# ungbr - Man Page

{un,or}gbr: generate Q, P from gebrd

## Synopsis

### Functions

subroutine **cungbr** (vect, m, n, k, a, lda, tau, work, lwork, info)**CUNGBR**

subroutine **dorgbr** (vect, m, n, k, a, lda, tau, work, lwork, info)**DORGBR**

subroutine **sorgbr** (vect, m, n, k, a, lda, tau, work, lwork, info)**SORGBR**

subroutine **zungbr** (vect, m, n, k, a, lda, tau, work, lwork, info)**ZUNGBR**

## Detailed Description

## Function Documentation

### subroutine cungbr (character vect, integer m, integer n, integer k, complex, dimension( lda, * ) a, integer lda, complex, dimension( * ) tau, complex, dimension( * ) work, integer lwork, integer info)

**CUNGBR**

**Purpose:**

CUNGBR generates one of the complex unitary matrices Q or P**H determined by CGEBRD when reducing a complex matrix A to bidiagonal form: A = Q * B * P**H. Q and P**H are defined as products of elementary reflectors H(i) or G(i) respectively. If VECT = 'Q', A is assumed to have been an M-by-K matrix, and Q is of order M: if m >= k, Q = H(1) H(2) . . . H(k) and CUNGBR returns the first n columns of Q, where m >= n >= k; if m < k, Q = H(1) H(2) . . . H(m-1) and CUNGBR returns Q as an M-by-M matrix. If VECT = 'P', A is assumed to have been a K-by-N matrix, and P**H is of order N: if k < n, P**H = G(k) . . . G(2) G(1) and CUNGBR returns the first m rows of P**H, where n >= m >= k; if k >= n, P**H = G(n-1) . . . G(2) G(1) and CUNGBR returns P**H as an N-by-N matrix.

RECORD EXTRACTS:
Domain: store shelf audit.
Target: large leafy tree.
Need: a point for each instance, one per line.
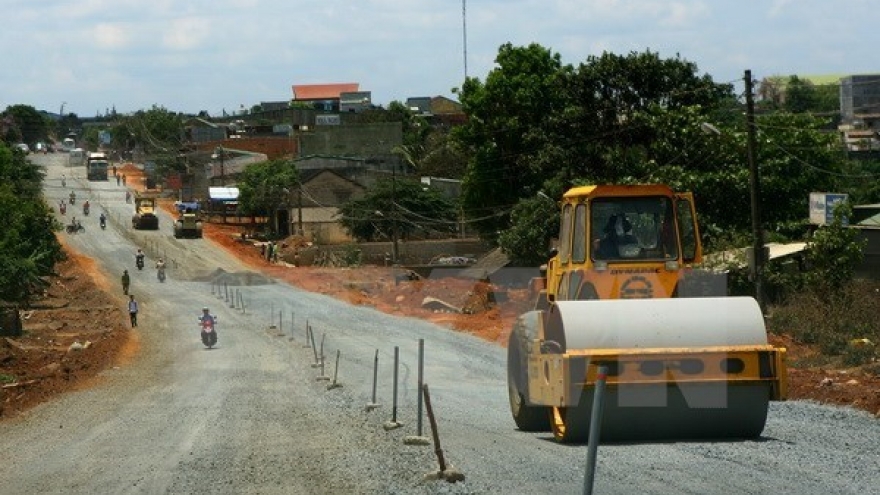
(402, 207)
(29, 126)
(507, 133)
(28, 247)
(266, 187)
(536, 125)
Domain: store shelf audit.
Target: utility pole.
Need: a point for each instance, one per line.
(755, 188)
(464, 33)
(299, 229)
(395, 253)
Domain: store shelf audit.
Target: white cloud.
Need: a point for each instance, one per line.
(111, 36)
(188, 33)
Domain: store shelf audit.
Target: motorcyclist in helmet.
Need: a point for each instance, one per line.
(160, 269)
(206, 318)
(139, 259)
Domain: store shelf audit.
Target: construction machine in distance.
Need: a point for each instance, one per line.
(145, 217)
(189, 221)
(615, 294)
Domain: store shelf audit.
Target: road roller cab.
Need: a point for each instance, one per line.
(615, 294)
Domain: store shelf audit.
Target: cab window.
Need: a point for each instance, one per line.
(565, 234)
(579, 249)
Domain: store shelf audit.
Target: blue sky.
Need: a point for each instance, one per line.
(215, 55)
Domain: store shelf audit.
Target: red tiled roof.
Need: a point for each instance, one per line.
(322, 91)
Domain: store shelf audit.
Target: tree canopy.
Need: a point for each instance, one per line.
(536, 125)
(266, 187)
(404, 206)
(28, 247)
(25, 125)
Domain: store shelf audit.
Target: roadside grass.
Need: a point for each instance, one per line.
(844, 325)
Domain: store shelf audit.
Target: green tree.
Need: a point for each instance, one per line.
(832, 253)
(533, 222)
(157, 131)
(28, 247)
(402, 206)
(536, 122)
(266, 187)
(443, 156)
(506, 133)
(29, 126)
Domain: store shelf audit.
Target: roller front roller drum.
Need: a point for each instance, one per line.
(679, 369)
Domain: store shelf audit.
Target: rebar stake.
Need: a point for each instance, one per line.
(595, 430)
(372, 404)
(314, 347)
(335, 384)
(450, 474)
(394, 424)
(322, 376)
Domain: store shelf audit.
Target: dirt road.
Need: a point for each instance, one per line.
(251, 416)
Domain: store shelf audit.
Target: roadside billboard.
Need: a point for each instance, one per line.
(822, 207)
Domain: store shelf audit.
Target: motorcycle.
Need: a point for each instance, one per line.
(209, 333)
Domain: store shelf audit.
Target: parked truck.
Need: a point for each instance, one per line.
(145, 217)
(189, 220)
(96, 166)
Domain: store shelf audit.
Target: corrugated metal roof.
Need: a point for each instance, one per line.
(322, 91)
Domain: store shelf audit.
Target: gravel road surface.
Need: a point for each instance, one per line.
(251, 416)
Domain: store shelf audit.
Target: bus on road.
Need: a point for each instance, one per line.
(96, 167)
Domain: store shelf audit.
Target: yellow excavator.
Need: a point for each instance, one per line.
(619, 292)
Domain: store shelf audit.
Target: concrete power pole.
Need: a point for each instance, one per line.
(755, 188)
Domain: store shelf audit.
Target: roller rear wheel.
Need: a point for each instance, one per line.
(526, 417)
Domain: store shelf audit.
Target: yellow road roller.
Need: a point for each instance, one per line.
(620, 290)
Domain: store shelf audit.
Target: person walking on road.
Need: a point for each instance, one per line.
(132, 310)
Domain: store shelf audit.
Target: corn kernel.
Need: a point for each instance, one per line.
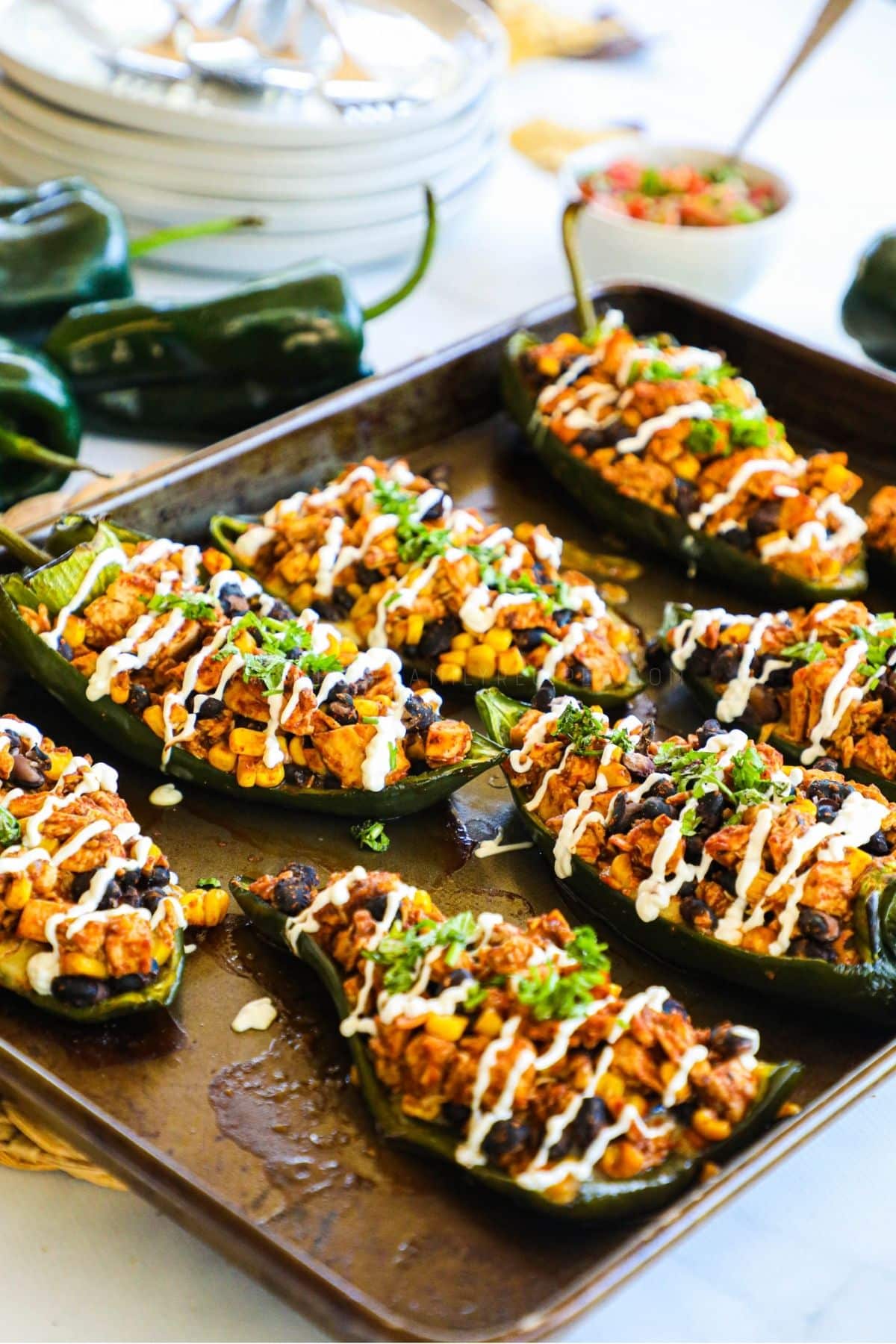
(120, 688)
(222, 759)
(709, 1125)
(622, 1160)
(481, 662)
(153, 719)
(19, 893)
(80, 964)
(247, 742)
(445, 1027)
(489, 1023)
(60, 759)
(511, 663)
(499, 640)
(414, 628)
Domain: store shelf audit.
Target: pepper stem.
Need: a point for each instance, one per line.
(420, 269)
(178, 233)
(28, 450)
(585, 308)
(22, 547)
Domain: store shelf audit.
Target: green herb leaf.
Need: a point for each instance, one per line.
(371, 835)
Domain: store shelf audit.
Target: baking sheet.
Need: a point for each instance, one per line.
(260, 1142)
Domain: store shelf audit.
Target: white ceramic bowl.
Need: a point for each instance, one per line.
(718, 264)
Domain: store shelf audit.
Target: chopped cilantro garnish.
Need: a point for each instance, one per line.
(551, 995)
(403, 949)
(195, 606)
(703, 437)
(371, 835)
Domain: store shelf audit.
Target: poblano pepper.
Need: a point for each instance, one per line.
(600, 1198)
(865, 988)
(65, 243)
(665, 531)
(223, 364)
(40, 425)
(868, 312)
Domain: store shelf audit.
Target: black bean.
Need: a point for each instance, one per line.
(112, 897)
(638, 765)
(139, 698)
(579, 675)
(765, 519)
(727, 1042)
(711, 811)
(697, 913)
(736, 537)
(877, 846)
(815, 924)
(131, 984)
(210, 709)
(418, 717)
(544, 697)
(528, 640)
(437, 638)
(435, 511)
(78, 991)
(591, 1119)
(726, 663)
(80, 883)
(694, 850)
(26, 773)
(504, 1139)
(343, 710)
(687, 497)
(376, 906)
(808, 948)
(709, 730)
(653, 808)
(455, 1113)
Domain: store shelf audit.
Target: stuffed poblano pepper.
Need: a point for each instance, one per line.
(63, 243)
(509, 1051)
(882, 535)
(220, 364)
(90, 914)
(711, 853)
(40, 426)
(667, 445)
(474, 604)
(868, 312)
(183, 663)
(818, 685)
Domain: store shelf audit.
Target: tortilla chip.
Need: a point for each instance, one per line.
(548, 144)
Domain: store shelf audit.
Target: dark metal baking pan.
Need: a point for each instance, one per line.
(258, 1142)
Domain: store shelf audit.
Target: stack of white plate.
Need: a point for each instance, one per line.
(327, 179)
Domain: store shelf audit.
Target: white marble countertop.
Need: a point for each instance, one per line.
(805, 1254)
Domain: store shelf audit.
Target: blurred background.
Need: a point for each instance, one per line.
(324, 119)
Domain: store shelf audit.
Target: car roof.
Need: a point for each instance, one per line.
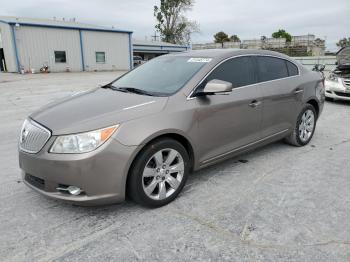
(224, 53)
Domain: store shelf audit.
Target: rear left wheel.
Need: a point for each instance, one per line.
(305, 127)
(159, 173)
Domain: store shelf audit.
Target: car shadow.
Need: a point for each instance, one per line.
(195, 179)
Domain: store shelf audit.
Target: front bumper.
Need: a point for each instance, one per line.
(337, 90)
(101, 174)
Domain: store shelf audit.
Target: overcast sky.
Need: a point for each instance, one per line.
(246, 18)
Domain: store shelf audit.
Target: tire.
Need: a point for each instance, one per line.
(330, 99)
(158, 173)
(297, 137)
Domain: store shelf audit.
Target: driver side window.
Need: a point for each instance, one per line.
(239, 71)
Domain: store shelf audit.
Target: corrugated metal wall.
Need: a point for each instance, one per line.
(115, 46)
(9, 50)
(36, 46)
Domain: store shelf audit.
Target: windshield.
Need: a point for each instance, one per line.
(162, 76)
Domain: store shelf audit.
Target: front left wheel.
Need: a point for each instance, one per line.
(159, 173)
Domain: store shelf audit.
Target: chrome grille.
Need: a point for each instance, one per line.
(33, 137)
(346, 82)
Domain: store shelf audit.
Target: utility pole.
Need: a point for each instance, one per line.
(155, 36)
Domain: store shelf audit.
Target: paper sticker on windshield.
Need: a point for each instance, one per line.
(198, 60)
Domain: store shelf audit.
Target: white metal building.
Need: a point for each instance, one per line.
(62, 45)
(148, 50)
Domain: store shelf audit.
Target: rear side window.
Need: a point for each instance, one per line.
(292, 69)
(239, 71)
(271, 68)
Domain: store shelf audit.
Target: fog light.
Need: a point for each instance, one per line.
(73, 190)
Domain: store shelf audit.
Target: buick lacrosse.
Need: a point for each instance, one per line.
(142, 134)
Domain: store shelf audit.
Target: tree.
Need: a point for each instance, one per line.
(234, 38)
(221, 37)
(281, 33)
(172, 24)
(344, 42)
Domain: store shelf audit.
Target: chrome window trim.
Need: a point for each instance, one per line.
(190, 97)
(34, 123)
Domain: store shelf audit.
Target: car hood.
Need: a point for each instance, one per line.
(96, 109)
(343, 56)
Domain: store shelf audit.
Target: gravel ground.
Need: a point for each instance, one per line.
(278, 203)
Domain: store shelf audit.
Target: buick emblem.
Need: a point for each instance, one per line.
(24, 135)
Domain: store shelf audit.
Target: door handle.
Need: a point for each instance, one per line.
(254, 103)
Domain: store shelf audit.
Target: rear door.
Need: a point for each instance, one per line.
(230, 121)
(280, 93)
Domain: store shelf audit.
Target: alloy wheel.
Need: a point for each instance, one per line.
(163, 174)
(306, 126)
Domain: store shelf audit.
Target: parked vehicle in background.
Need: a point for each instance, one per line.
(138, 61)
(143, 133)
(338, 82)
(319, 68)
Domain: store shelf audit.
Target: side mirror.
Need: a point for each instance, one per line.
(217, 86)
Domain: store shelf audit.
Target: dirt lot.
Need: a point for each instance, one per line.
(278, 203)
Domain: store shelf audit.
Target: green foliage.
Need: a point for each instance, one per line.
(281, 33)
(234, 38)
(221, 37)
(344, 42)
(172, 24)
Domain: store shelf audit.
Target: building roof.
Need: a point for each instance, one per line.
(156, 44)
(55, 23)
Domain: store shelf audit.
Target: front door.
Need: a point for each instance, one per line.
(281, 95)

STATED PROBLEM:
Check each statement against the ungbr man page. For each, answer yes or no and quote the words from the page that decide it.
1. When VECT = 'Q' and m >= k, CUNGBR returns the first n columns of Q.
2. When VECT = 'P', A is assumed to have been an M-by-K matrix.
3. Q and P**H are defined as products of elementary reflectors.

RESPONSE BELOW:
1. Yes: "if m >= k, Q = H(1) H(2) . . . H(k) and CUNGBR returns the first n columns of Q"
2. No: "If VECT = 'P', A is assumed to have been a K-by-N matrix"
3. Yes: "Q and P**H are defined as products of elementary reflectors H(i) or G(i) respectively"